> RECORD SET:
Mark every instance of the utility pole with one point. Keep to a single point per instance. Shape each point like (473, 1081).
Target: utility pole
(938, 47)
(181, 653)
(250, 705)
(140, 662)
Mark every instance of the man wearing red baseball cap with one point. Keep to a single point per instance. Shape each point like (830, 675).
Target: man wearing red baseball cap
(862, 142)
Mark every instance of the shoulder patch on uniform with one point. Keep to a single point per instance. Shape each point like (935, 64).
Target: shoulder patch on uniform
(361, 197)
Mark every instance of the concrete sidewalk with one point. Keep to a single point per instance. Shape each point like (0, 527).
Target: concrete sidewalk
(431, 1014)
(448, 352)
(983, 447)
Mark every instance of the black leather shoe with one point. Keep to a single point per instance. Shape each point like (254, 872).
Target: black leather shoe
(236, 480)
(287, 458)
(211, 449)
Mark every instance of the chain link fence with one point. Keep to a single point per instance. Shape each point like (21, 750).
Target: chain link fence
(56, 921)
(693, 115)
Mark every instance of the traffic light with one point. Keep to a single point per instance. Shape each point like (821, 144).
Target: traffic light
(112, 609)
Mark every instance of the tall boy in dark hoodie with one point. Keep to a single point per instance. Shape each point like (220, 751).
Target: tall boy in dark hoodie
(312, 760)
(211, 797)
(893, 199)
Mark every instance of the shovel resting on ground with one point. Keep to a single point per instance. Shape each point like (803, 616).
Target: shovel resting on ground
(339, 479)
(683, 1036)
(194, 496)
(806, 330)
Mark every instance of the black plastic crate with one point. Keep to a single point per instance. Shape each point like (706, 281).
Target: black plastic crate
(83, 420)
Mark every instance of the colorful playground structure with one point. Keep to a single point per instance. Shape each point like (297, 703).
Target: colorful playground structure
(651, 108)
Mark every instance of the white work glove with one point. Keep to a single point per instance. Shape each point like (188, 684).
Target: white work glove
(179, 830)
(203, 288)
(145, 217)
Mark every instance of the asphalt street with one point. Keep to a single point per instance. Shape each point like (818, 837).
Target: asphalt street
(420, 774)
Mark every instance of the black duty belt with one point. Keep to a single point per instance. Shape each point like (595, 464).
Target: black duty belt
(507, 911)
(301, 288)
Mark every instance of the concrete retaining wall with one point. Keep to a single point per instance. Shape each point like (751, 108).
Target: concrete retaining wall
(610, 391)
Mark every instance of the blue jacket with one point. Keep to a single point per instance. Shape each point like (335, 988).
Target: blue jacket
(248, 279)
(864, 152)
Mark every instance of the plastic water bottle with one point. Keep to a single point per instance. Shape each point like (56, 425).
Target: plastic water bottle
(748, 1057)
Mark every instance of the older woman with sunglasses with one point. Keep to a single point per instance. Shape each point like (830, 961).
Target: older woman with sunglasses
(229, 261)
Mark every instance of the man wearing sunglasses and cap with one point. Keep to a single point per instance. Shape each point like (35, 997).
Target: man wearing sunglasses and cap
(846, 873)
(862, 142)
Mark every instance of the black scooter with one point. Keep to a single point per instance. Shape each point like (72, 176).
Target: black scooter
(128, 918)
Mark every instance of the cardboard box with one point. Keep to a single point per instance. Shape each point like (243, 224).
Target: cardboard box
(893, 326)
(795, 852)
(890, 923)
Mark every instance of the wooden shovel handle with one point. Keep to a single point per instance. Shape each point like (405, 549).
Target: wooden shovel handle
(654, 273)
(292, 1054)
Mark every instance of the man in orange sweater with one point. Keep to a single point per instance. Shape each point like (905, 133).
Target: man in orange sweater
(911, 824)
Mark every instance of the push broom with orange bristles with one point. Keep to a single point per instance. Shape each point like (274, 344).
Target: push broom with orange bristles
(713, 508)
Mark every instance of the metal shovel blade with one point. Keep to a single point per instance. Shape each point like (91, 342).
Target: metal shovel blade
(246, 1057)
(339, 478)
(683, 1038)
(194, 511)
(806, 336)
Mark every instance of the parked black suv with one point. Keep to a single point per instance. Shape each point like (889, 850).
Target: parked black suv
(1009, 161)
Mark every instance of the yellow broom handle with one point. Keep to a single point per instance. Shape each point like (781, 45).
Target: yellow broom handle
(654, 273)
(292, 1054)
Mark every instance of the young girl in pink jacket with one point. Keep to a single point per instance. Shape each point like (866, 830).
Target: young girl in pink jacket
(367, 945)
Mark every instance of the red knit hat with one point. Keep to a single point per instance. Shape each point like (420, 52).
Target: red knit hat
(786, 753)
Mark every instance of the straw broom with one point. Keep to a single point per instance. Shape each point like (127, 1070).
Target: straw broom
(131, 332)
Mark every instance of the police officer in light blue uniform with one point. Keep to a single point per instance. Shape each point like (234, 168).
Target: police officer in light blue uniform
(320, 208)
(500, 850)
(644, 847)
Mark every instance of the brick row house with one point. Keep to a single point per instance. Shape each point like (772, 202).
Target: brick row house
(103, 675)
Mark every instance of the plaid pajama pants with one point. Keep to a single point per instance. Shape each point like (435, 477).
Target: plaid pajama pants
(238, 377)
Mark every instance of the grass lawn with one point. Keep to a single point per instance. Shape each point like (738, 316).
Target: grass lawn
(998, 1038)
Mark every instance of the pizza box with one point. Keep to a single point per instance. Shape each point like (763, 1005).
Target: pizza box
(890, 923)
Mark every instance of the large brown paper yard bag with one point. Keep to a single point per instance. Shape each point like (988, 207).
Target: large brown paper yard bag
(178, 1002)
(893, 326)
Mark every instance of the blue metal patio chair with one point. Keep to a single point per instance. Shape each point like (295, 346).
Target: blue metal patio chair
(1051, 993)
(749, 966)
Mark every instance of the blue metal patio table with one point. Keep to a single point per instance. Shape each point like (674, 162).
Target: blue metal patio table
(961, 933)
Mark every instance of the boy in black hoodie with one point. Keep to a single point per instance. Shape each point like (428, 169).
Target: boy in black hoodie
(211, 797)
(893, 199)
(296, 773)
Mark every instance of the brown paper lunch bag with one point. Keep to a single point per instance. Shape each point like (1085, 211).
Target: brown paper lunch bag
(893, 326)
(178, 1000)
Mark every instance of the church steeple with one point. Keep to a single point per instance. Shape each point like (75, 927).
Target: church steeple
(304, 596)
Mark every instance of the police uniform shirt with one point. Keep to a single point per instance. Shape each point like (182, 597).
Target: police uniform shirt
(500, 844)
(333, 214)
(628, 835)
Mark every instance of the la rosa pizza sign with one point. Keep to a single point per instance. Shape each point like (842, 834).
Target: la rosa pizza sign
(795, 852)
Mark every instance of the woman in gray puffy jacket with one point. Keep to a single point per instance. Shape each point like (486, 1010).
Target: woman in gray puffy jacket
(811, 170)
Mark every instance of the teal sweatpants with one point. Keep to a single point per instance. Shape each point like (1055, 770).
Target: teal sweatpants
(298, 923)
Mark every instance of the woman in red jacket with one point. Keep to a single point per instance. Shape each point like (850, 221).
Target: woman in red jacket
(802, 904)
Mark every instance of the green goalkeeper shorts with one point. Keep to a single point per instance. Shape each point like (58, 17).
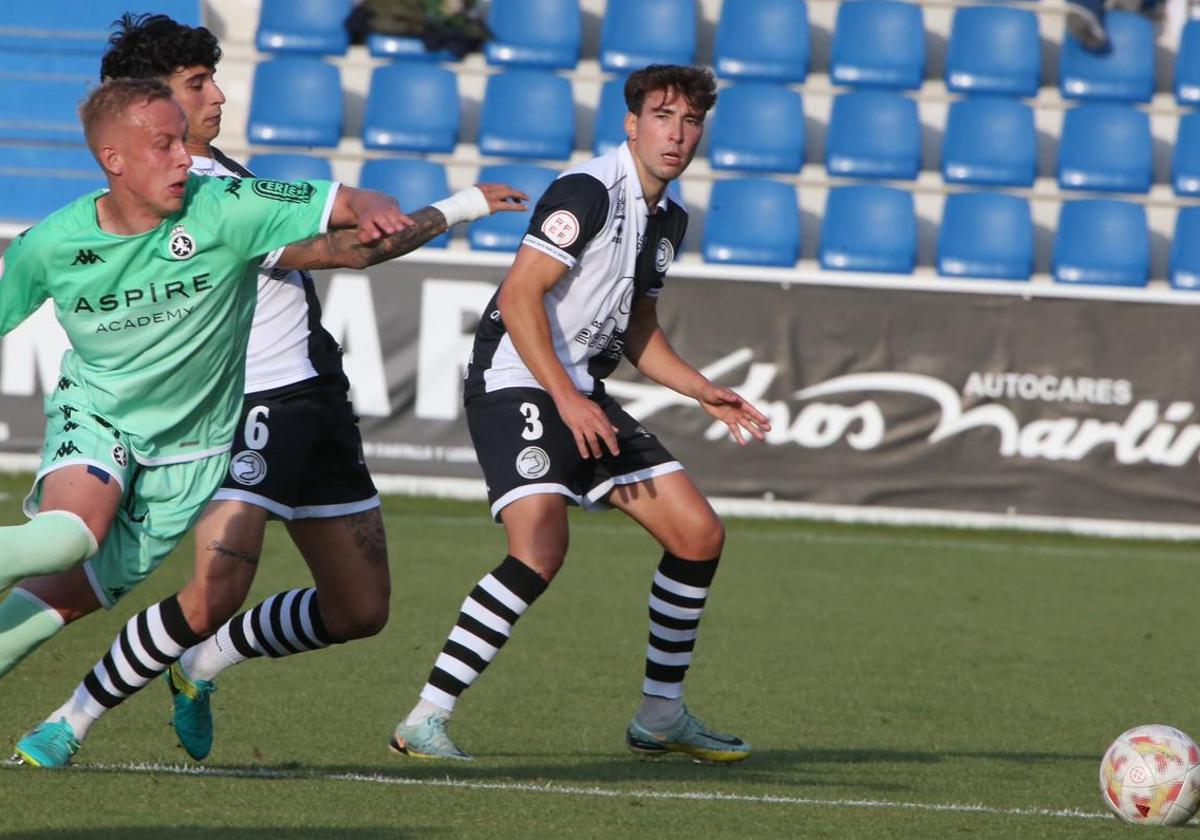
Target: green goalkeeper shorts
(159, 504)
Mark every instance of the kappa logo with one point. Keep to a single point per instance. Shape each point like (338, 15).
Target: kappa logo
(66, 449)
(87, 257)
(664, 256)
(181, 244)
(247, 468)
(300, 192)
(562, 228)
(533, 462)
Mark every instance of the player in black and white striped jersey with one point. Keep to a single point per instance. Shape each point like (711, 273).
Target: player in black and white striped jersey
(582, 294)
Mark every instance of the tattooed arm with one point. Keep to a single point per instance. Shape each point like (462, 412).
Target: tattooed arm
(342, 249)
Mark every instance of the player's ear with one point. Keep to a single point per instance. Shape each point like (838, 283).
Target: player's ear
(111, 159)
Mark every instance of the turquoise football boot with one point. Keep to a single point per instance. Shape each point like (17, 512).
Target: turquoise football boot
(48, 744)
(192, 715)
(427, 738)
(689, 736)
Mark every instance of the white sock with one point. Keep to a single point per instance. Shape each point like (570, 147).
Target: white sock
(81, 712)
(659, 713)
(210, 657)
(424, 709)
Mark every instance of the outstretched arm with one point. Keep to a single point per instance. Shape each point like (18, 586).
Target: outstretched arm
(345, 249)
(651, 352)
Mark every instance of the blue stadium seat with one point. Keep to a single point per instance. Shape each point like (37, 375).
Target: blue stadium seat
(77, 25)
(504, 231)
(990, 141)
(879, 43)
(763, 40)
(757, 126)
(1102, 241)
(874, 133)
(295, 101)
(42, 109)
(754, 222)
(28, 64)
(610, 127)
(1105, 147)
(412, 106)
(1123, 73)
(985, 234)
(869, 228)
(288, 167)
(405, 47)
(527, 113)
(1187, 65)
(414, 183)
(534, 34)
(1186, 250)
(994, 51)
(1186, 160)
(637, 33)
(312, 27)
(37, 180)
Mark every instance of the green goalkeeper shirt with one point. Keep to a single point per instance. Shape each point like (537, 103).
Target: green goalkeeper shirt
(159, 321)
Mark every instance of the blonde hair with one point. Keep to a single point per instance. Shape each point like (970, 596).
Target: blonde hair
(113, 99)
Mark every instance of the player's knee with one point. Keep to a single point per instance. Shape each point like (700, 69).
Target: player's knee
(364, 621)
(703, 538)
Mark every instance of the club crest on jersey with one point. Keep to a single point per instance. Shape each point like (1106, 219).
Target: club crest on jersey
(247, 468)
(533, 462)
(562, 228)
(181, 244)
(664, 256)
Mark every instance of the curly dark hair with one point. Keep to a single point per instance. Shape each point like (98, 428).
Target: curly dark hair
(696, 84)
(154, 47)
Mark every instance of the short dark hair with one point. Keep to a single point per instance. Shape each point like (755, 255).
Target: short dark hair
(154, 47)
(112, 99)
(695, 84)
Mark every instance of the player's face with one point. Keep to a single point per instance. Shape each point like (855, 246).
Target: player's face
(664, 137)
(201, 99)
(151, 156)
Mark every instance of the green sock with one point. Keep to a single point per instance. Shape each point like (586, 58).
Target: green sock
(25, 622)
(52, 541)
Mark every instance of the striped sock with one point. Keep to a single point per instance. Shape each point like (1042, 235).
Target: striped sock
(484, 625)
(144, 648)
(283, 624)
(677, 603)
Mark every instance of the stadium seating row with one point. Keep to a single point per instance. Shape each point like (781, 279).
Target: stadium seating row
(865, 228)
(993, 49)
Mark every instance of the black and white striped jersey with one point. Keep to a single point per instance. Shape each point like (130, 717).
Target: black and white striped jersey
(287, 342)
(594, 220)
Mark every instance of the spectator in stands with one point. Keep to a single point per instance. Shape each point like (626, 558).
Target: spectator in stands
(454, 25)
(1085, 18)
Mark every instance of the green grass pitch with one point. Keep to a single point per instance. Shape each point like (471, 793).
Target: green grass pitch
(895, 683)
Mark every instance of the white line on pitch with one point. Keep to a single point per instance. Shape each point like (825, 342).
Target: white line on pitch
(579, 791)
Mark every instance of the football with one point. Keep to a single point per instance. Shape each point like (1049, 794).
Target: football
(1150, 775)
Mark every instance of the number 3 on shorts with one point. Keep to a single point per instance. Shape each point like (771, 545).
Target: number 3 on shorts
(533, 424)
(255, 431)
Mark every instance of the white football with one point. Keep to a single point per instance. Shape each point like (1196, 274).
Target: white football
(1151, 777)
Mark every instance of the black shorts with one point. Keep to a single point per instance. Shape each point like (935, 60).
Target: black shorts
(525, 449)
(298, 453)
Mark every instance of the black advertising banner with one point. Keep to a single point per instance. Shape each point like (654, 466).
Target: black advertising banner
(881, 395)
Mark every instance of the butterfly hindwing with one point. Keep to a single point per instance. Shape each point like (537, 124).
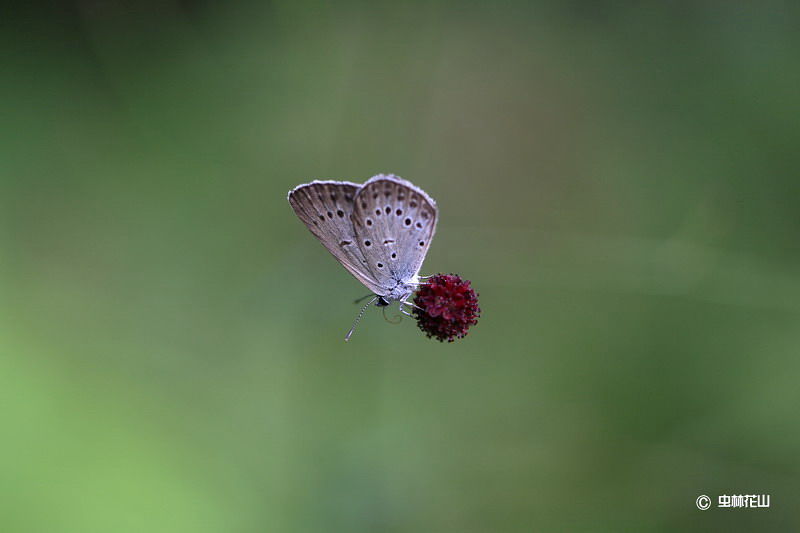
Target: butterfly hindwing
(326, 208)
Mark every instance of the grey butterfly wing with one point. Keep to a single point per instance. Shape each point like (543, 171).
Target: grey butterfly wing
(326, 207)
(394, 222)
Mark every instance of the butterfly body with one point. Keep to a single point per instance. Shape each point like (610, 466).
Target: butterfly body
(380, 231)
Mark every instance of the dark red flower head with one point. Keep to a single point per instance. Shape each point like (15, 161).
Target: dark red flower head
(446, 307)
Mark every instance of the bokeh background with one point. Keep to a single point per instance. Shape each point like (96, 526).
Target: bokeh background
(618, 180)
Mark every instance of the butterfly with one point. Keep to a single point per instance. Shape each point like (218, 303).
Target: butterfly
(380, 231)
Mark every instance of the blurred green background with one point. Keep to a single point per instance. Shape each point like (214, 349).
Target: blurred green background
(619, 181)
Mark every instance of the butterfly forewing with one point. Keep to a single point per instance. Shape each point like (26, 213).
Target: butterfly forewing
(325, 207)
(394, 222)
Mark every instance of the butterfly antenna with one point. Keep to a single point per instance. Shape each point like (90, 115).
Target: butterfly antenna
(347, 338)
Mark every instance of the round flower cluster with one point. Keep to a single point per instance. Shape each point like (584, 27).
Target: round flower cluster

> BRIEF:
Copy each line in the entries above where the word "cluster" shows up.

> OUTPUT FOR THIS TASK:
Mark every instance of the round flower cluster with one point. Keep to a single point per instance. Shape each point like (584, 27).
Target: round flower cluster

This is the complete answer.